▶ [GIVEN REQUEST]: Give every line back verbatim, dropping all images.

** START **

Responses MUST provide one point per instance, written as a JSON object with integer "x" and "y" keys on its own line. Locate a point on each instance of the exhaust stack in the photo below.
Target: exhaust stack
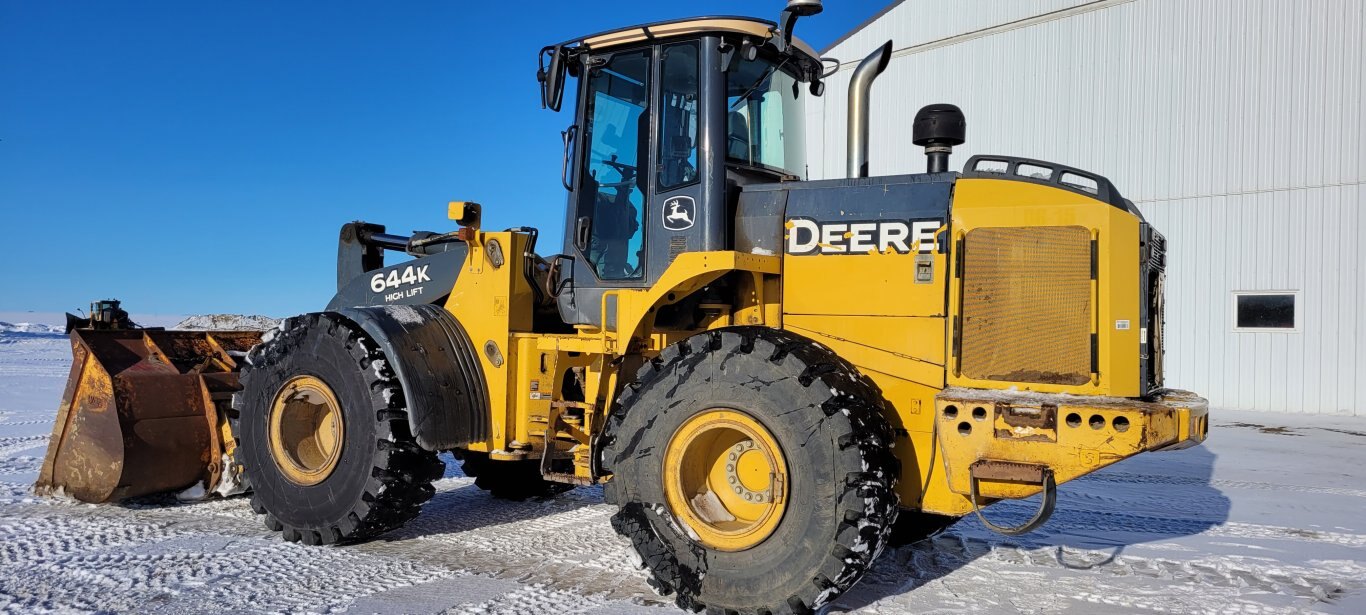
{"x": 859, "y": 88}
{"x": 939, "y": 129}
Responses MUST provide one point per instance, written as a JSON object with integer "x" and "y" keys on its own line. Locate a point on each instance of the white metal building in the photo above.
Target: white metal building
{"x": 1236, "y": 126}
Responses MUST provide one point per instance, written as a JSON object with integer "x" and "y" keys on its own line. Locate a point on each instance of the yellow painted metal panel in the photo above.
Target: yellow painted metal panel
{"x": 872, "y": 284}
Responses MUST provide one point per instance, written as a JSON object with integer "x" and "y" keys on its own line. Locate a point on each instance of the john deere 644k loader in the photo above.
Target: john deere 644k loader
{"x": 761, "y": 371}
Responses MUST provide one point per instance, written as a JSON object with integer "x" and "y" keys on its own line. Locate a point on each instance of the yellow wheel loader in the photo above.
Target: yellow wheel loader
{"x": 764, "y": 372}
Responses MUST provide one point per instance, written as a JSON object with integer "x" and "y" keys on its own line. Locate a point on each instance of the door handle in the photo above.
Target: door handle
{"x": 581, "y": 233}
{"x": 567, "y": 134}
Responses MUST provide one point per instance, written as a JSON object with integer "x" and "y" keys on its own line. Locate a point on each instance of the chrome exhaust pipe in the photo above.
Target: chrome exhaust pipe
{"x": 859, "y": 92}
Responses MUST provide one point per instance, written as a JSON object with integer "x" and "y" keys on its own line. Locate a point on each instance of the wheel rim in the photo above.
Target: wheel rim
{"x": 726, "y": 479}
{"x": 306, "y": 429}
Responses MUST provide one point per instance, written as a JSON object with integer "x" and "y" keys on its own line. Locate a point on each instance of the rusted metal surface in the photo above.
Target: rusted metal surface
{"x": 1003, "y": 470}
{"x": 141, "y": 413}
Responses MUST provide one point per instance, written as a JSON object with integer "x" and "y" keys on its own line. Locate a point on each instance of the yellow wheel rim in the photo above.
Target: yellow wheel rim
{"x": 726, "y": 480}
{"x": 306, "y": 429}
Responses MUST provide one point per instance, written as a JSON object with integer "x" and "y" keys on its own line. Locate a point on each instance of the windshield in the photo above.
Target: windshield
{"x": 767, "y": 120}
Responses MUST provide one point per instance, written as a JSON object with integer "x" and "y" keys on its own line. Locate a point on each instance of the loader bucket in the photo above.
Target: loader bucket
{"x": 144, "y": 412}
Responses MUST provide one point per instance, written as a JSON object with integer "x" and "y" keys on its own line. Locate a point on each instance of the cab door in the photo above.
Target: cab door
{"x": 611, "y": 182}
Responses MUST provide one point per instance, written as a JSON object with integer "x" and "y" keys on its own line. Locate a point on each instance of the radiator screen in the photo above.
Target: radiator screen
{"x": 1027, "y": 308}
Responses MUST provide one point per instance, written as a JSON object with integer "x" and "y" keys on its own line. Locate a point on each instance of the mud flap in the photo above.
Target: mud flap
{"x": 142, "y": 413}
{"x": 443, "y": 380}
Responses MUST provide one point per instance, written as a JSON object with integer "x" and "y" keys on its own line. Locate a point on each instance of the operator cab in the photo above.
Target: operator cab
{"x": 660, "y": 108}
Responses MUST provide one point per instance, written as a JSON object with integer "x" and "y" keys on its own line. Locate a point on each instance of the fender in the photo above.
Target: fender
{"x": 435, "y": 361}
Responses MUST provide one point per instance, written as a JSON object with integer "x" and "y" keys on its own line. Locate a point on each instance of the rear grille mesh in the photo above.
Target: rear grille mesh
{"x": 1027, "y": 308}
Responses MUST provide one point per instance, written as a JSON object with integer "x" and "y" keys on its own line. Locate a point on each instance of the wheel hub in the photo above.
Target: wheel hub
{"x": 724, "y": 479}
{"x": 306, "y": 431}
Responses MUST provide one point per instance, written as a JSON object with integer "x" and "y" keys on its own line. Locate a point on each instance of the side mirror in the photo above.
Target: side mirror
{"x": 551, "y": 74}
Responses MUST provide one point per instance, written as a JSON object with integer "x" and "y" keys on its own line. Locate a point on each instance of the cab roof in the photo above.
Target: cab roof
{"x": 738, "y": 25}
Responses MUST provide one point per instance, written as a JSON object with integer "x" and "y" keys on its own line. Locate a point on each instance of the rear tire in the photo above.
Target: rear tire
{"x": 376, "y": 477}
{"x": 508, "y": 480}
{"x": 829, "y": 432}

** END **

▶ [ANSWER TO THE TASK]:
Responses MUST provide one point per instance, written as a JSON object with integer "x" and "y" keys on its own line. Locate a point on each instance of the exhaust stack in the photo below.
Target: exhaust stack
{"x": 859, "y": 88}
{"x": 939, "y": 129}
Responses MUST provide one point per instance, written as a JSON object with integer "x" and "y" keys on its own line. Locate a point on each instance of the white metal building in the photo above.
Target: white metal building
{"x": 1236, "y": 126}
Responses MUST provide one point per instance, written as a JSON object with integer "x" and "y" keys on its own line. Locate a point on each instance of the yellow painted metal panel in the photo above.
Target: yellow painted metal panel
{"x": 872, "y": 284}
Responses MUST provide one point per instance, written as a JSON object with integer "x" and "y" keys on its own line. Locate a point on each instance of the john deere 644k loader in the photo above.
Target: john deere 644k loader
{"x": 761, "y": 371}
Responses MUST provide one point per instance, written as a JSON object with integer "x" and "y" keys on its own line. Locate a point on each instance of the yellow wheel loader in the photo above.
Target: yellow wheel loader
{"x": 764, "y": 372}
Responses MUST provide one point per instance, written as a JSON object with integer "x" and "y" keys on its own line. Locate a point on each instance of the door handle in the photo above.
Target: door handle
{"x": 581, "y": 233}
{"x": 567, "y": 134}
Responses MUST provide one point per instance, written as a JSON object with integer "x" and "y" keys on its own line. Locate a point on each instance of the chrome exhaust pipe in the photo above.
Target: chrome exhaust pipe
{"x": 859, "y": 92}
Responses MUST provide one point per instance, written as a JSON object with integer "x" and "y" keys on its own line. Locate a point on each instance of the wheel rim in the photo above.
Target: wheel rim
{"x": 726, "y": 479}
{"x": 306, "y": 429}
Responses MUST provide one point per instance, written as a JSON object with integer "x" and "y" keys on its own line. Locate a point on each instance of the rusted metal surface in the photo above.
Target: rusted metal surface
{"x": 1003, "y": 470}
{"x": 141, "y": 413}
Responses MUST provide one point per instance, written as a JSON object with integer "x" and "y" keys on its own line. Locate a point on each instance of the yellow wheel rim in the photo above.
Target: yellow wheel rim
{"x": 726, "y": 480}
{"x": 306, "y": 429}
Responses MUST provide one point per instance, written as a JSON object with integer "x" and "y" keys on its own line. Locate a point on each instance of the windshield in the photo above.
Target: windshield
{"x": 767, "y": 120}
Responses MUST provide one point per instance, written as a JSON object with integer "x" and "y" keys on its own line. Locate a point on each instance of the loader bucket in the photo above.
Target: loader bucket
{"x": 144, "y": 412}
Responses MUST provide one point per instance, written as a JSON object with integer "x" and "y" keys on its own line. Locate a point on each instance of the cab door in the photo above.
Target: cab door
{"x": 611, "y": 182}
Responses MUST provide one point per instance, written as a JSON object with integer "x" and "y" keys on its own line. Locate a point on each instance of the radiator screen in the photo above.
Target: radiator screen
{"x": 1027, "y": 308}
Responses MUST provide one point per instance, written as a JSON object with integer "x" and "y" keys on its own line. Locate a point on each instance of the mud flap in the photo above.
Target: mud flap
{"x": 142, "y": 413}
{"x": 443, "y": 380}
Responses MUST provide one point per instance, written as a JSON object with integer "x" and "y" keys on its own line. Locate a point on each instance of the operator cab in the photo above.
Target: operator cab
{"x": 660, "y": 108}
Responses MUST provide one point per instance, written as a JSON object with integer "x" and "y" keys on its own line. Locate a point on each instance of the fender in the photo above.
Target: fender
{"x": 435, "y": 361}
Responses MUST provide one point per instance, written as a JSON object with integer "x" and "y" keys on its own line. Locate a point on each instance of the rear grille mesh in the photo above.
Target: rear grille mesh
{"x": 1027, "y": 308}
Responses MUST provide one point per instance, written as a JSON object with integer "x" and "y" keys on its own line. Locate a point on each instance of the wheel hub in the photo above.
Target: wheel hub
{"x": 724, "y": 479}
{"x": 306, "y": 431}
Responses MUST provide one point per instance, written as a JSON object with integer "x" and "y" keys on its own line. Locate a point on each instance of the side mirror in the photo above.
Target: side mirror
{"x": 551, "y": 74}
Responses MUST provide one point per instance, written as a JSON object with integer "x" and "y" keys on its own line. Locate a point on each instance of the cab roof in the photo above.
Target: cab roof
{"x": 738, "y": 25}
Responses MUST provide one point per instance, written as a JSON object with integer "x" and "y" keys on its own line. Locate a point on each instance of the rear tire in the photo above.
Target: rear tire
{"x": 376, "y": 477}
{"x": 508, "y": 480}
{"x": 829, "y": 432}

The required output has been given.